[Start DATA FOR THIS TASK]

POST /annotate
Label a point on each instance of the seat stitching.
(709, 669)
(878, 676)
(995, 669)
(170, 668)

[End DATA FOR THIS TASK]

● **GOAL**: Rewrite every line of the entries above, requests included, scaling each point coordinate in the answers by 1.2 and rounding the results to whole numbers, with halves rounded up.

● **TASK SOLUTION**:
POST /annotate
Label a point on each instance of the seat stitching.
(851, 803)
(1054, 811)
(1194, 803)
(204, 802)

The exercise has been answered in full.